- _Written exercise_:
No images are to be carried over; print all other material exactly as it stands.

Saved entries
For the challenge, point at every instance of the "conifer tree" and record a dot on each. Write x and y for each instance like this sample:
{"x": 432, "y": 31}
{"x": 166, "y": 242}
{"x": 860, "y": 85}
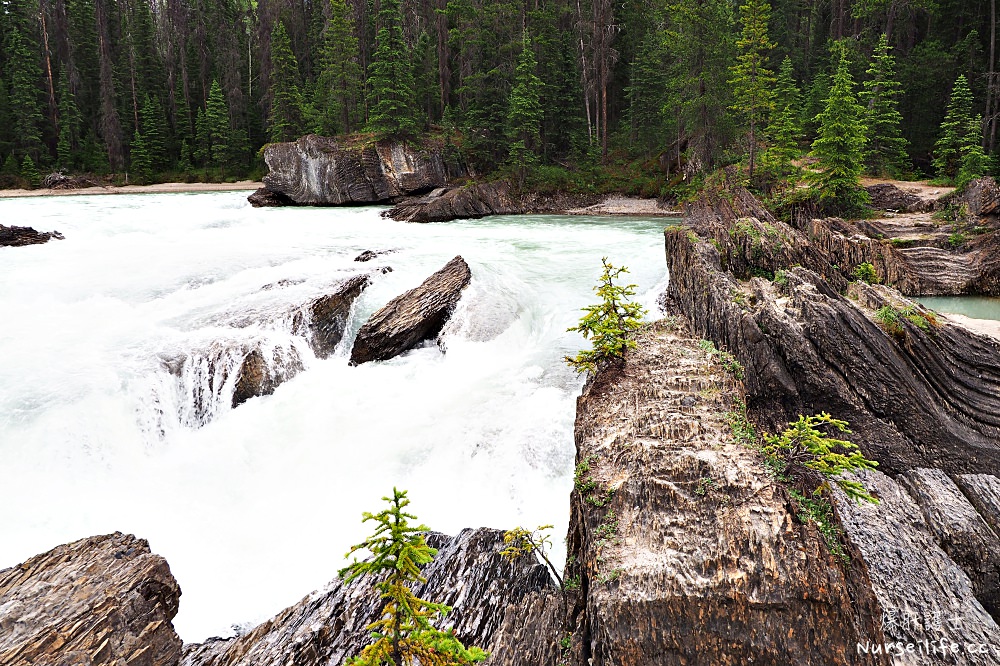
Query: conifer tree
{"x": 338, "y": 86}
{"x": 391, "y": 103}
{"x": 405, "y": 635}
{"x": 953, "y": 140}
{"x": 29, "y": 171}
{"x": 524, "y": 115}
{"x": 785, "y": 129}
{"x": 839, "y": 146}
{"x": 141, "y": 163}
{"x": 886, "y": 150}
{"x": 975, "y": 163}
{"x": 752, "y": 81}
{"x": 285, "y": 121}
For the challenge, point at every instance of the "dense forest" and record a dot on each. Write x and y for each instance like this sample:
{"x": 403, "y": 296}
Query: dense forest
{"x": 540, "y": 89}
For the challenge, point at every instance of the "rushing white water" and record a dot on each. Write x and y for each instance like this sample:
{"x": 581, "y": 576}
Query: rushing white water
{"x": 104, "y": 338}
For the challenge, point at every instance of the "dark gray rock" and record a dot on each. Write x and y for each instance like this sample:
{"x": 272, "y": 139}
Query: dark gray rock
{"x": 105, "y": 600}
{"x": 322, "y": 171}
{"x": 18, "y": 236}
{"x": 415, "y": 316}
{"x": 328, "y": 627}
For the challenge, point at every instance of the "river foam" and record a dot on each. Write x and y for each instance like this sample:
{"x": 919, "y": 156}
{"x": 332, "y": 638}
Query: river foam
{"x": 254, "y": 507}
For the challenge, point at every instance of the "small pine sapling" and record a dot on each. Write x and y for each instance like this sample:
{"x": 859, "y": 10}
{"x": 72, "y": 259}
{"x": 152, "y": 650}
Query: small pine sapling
{"x": 611, "y": 324}
{"x": 404, "y": 635}
{"x": 809, "y": 452}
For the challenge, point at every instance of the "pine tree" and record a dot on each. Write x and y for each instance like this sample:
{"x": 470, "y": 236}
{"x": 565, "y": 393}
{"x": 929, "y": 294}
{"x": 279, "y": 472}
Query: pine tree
{"x": 752, "y": 81}
{"x": 285, "y": 121}
{"x": 141, "y": 163}
{"x": 391, "y": 103}
{"x": 524, "y": 116}
{"x": 219, "y": 132}
{"x": 839, "y": 146}
{"x": 886, "y": 150}
{"x": 405, "y": 635}
{"x": 785, "y": 129}
{"x": 975, "y": 163}
{"x": 29, "y": 171}
{"x": 338, "y": 86}
{"x": 952, "y": 143}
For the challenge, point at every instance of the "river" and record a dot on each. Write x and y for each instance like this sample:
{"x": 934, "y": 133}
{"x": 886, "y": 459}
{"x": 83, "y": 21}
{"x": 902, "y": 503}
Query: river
{"x": 254, "y": 507}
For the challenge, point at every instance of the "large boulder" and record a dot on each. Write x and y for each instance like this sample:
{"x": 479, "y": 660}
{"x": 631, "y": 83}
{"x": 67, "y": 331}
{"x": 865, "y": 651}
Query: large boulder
{"x": 415, "y": 316}
{"x": 328, "y": 627}
{"x": 322, "y": 171}
{"x": 101, "y": 600}
{"x": 17, "y": 236}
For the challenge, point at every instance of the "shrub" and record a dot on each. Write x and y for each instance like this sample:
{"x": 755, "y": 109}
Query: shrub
{"x": 865, "y": 273}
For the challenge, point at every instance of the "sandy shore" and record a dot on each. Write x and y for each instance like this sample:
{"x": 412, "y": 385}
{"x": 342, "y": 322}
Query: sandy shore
{"x": 984, "y": 326}
{"x": 626, "y": 206}
{"x": 159, "y": 188}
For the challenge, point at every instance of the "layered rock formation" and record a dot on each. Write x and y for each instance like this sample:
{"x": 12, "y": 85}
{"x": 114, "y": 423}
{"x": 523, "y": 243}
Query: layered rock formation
{"x": 415, "y": 316}
{"x": 328, "y": 627}
{"x": 102, "y": 600}
{"x": 18, "y": 236}
{"x": 322, "y": 171}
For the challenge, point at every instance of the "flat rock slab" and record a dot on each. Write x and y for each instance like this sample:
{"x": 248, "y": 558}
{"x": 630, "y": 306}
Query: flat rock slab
{"x": 18, "y": 236}
{"x": 412, "y": 317}
{"x": 100, "y": 600}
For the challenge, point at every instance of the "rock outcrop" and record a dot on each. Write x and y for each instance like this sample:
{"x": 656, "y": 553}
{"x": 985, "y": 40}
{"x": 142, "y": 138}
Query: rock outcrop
{"x": 918, "y": 391}
{"x": 101, "y": 600}
{"x": 468, "y": 202}
{"x": 328, "y": 627}
{"x": 322, "y": 171}
{"x": 18, "y": 236}
{"x": 415, "y": 316}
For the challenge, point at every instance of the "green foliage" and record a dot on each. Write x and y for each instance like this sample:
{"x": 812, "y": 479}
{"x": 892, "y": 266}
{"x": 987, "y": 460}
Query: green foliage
{"x": 727, "y": 360}
{"x": 285, "y": 120}
{"x": 391, "y": 100}
{"x": 611, "y": 325}
{"x": 809, "y": 449}
{"x": 954, "y": 140}
{"x": 885, "y": 153}
{"x": 865, "y": 272}
{"x": 404, "y": 634}
{"x": 839, "y": 146}
{"x": 521, "y": 542}
{"x": 753, "y": 83}
{"x": 524, "y": 115}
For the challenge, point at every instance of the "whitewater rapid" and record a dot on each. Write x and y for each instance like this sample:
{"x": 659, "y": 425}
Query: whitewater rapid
{"x": 255, "y": 507}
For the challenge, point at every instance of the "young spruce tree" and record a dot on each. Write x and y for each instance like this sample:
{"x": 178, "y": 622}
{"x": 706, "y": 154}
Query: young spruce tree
{"x": 752, "y": 81}
{"x": 391, "y": 102}
{"x": 524, "y": 117}
{"x": 953, "y": 142}
{"x": 886, "y": 151}
{"x": 839, "y": 146}
{"x": 404, "y": 635}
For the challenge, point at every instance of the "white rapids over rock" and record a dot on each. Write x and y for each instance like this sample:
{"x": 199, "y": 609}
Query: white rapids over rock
{"x": 115, "y": 410}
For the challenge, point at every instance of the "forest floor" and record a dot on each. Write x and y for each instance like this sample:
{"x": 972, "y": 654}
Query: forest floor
{"x": 159, "y": 188}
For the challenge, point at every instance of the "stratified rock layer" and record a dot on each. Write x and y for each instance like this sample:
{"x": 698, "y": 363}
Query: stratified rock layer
{"x": 327, "y": 628}
{"x": 101, "y": 600}
{"x": 322, "y": 171}
{"x": 18, "y": 236}
{"x": 415, "y": 316}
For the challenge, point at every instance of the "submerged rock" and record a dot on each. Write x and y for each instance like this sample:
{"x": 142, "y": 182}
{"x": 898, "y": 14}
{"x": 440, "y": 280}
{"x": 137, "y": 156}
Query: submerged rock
{"x": 415, "y": 316}
{"x": 328, "y": 627}
{"x": 322, "y": 171}
{"x": 102, "y": 600}
{"x": 18, "y": 236}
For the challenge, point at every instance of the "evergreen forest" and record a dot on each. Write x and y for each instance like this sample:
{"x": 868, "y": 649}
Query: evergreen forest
{"x": 638, "y": 96}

- _Solution below_:
For the challenge, point at every instance of the "conifer tree" and record a dot on each. Write x and y for each instance like this sample:
{"x": 432, "y": 31}
{"x": 166, "y": 242}
{"x": 860, "y": 85}
Query: conifer tree
{"x": 338, "y": 86}
{"x": 391, "y": 103}
{"x": 405, "y": 635}
{"x": 953, "y": 140}
{"x": 29, "y": 171}
{"x": 524, "y": 115}
{"x": 785, "y": 129}
{"x": 839, "y": 146}
{"x": 141, "y": 163}
{"x": 886, "y": 150}
{"x": 975, "y": 163}
{"x": 752, "y": 81}
{"x": 285, "y": 121}
For the challenge, point at every instance of the "dense forest" and record a dot on each. Write x and y for each instance like this sample:
{"x": 403, "y": 296}
Query: dense forest
{"x": 540, "y": 89}
For the challenge, point at every instance of the "rushing white water" and record a dot on each. Write x and y for each instance like this sample:
{"x": 581, "y": 576}
Query: rushing white water
{"x": 104, "y": 338}
For the challenge, point at every instance of the "dark gray rock" and record a dot on each. Write x and y for each instance like this sample:
{"x": 272, "y": 139}
Query: dark gray rock
{"x": 105, "y": 600}
{"x": 322, "y": 171}
{"x": 18, "y": 236}
{"x": 415, "y": 316}
{"x": 328, "y": 627}
For the challenge, point at every instance of the "river foam" and record a dot on each. Write x and y for each instance like this sample:
{"x": 919, "y": 156}
{"x": 332, "y": 638}
Query: river foam
{"x": 254, "y": 507}
For the challenge, point at every instance of the "small pine sapling" and record a dot on each. Write x and y for each instance like this sample:
{"x": 859, "y": 10}
{"x": 72, "y": 259}
{"x": 152, "y": 650}
Query: small pine sapling
{"x": 611, "y": 324}
{"x": 404, "y": 635}
{"x": 809, "y": 452}
For the challenge, point at every instance of the "pine tree" and record a dot on each. Write x and y for each instance like this sample:
{"x": 470, "y": 236}
{"x": 565, "y": 393}
{"x": 929, "y": 294}
{"x": 279, "y": 472}
Query: pine tree
{"x": 752, "y": 81}
{"x": 285, "y": 121}
{"x": 141, "y": 163}
{"x": 391, "y": 103}
{"x": 524, "y": 116}
{"x": 219, "y": 132}
{"x": 839, "y": 146}
{"x": 886, "y": 150}
{"x": 405, "y": 635}
{"x": 785, "y": 129}
{"x": 975, "y": 163}
{"x": 29, "y": 171}
{"x": 338, "y": 86}
{"x": 952, "y": 143}
For the challenge, point at every instance of the "river" and record a dot on each. Write x and y for each instance like this sample:
{"x": 934, "y": 133}
{"x": 886, "y": 459}
{"x": 83, "y": 21}
{"x": 902, "y": 503}
Query: river
{"x": 254, "y": 507}
For the challenge, point at every instance of the "large boulder" and record a dot on each. Write x and y for each instance like this sample:
{"x": 479, "y": 660}
{"x": 631, "y": 83}
{"x": 67, "y": 331}
{"x": 865, "y": 651}
Query: large boulder
{"x": 415, "y": 316}
{"x": 328, "y": 627}
{"x": 322, "y": 171}
{"x": 101, "y": 600}
{"x": 17, "y": 236}
For the challenge, point at every instance of the "shrub" and record a dot on each. Write x and y for each instance like this sample:
{"x": 755, "y": 109}
Query: shrub
{"x": 865, "y": 273}
For the challenge, point at every instance of the "sandy shore" and record a dot on each. Write x and y for each instance like this sample:
{"x": 412, "y": 385}
{"x": 342, "y": 322}
Query: sandy shore
{"x": 984, "y": 326}
{"x": 626, "y": 206}
{"x": 159, "y": 188}
For the challenge, point at every instance of the "layered rock formation" and record a dot on each. Write x and y for each instance like this sample:
{"x": 12, "y": 85}
{"x": 114, "y": 423}
{"x": 523, "y": 243}
Query: layered rock formation
{"x": 415, "y": 316}
{"x": 328, "y": 627}
{"x": 102, "y": 600}
{"x": 18, "y": 236}
{"x": 322, "y": 171}
For the challenge, point at every instance of the "flat rock slab" and record a dot on each. Write x and y for each instance like this sample:
{"x": 248, "y": 558}
{"x": 630, "y": 306}
Query: flat rock slab
{"x": 18, "y": 236}
{"x": 412, "y": 317}
{"x": 100, "y": 600}
For the challenge, point at every instance of the "rock outcrop" and record a dot on each. Write x and y for each instance like this sample:
{"x": 656, "y": 553}
{"x": 985, "y": 40}
{"x": 142, "y": 138}
Query: rock outcrop
{"x": 918, "y": 391}
{"x": 101, "y": 600}
{"x": 468, "y": 202}
{"x": 328, "y": 627}
{"x": 322, "y": 171}
{"x": 18, "y": 236}
{"x": 415, "y": 316}
For the challenge, point at every instance of the "green foliage" and record a dot on each. Write x and y for each instance like this sample:
{"x": 812, "y": 479}
{"x": 892, "y": 266}
{"x": 987, "y": 460}
Query: green foliage
{"x": 727, "y": 360}
{"x": 285, "y": 120}
{"x": 391, "y": 100}
{"x": 611, "y": 325}
{"x": 809, "y": 449}
{"x": 954, "y": 140}
{"x": 885, "y": 153}
{"x": 865, "y": 272}
{"x": 404, "y": 634}
{"x": 839, "y": 146}
{"x": 521, "y": 542}
{"x": 753, "y": 83}
{"x": 524, "y": 115}
For the challenge, point at every instance of the "whitewater rapid" and record a dot on each. Write x and y for each instance like this sample:
{"x": 659, "y": 425}
Query: whitewater rapid
{"x": 255, "y": 507}
For the challenge, point at every instance of the "young spruce tree" and record a dot on each. Write x and y for each instance like this sample:
{"x": 178, "y": 622}
{"x": 706, "y": 154}
Query: young spruce tree
{"x": 752, "y": 81}
{"x": 391, "y": 102}
{"x": 524, "y": 117}
{"x": 953, "y": 142}
{"x": 886, "y": 151}
{"x": 839, "y": 146}
{"x": 404, "y": 635}
For the challenge, point at every instance of the "white rapids over rock" and record a dot on each. Write x and y for each instance like this sample:
{"x": 199, "y": 609}
Query: white rapids over rock
{"x": 115, "y": 410}
For the challenge, point at every instance of the "forest floor" and record a dot on each. Write x and y for each instance like this sample:
{"x": 972, "y": 654}
Query: forest floor
{"x": 159, "y": 188}
For the challenge, point at every instance of the "stratified rock layer" and record a dot on each. Write x and y for each instance like this sample:
{"x": 698, "y": 363}
Query: stratified rock layer
{"x": 327, "y": 628}
{"x": 101, "y": 600}
{"x": 322, "y": 171}
{"x": 18, "y": 236}
{"x": 415, "y": 316}
For the challenge, point at every instance of the "submerged rock" and record a dot on each. Write x and y for each instance like this sample:
{"x": 142, "y": 182}
{"x": 898, "y": 14}
{"x": 440, "y": 280}
{"x": 137, "y": 156}
Query: submerged rock
{"x": 415, "y": 316}
{"x": 328, "y": 627}
{"x": 322, "y": 171}
{"x": 102, "y": 600}
{"x": 18, "y": 236}
For the challenge, point at every instance of the "evergreen forest" and record a dot on each. Write x and y for each instance like this sample:
{"x": 868, "y": 649}
Query: evergreen forest
{"x": 638, "y": 96}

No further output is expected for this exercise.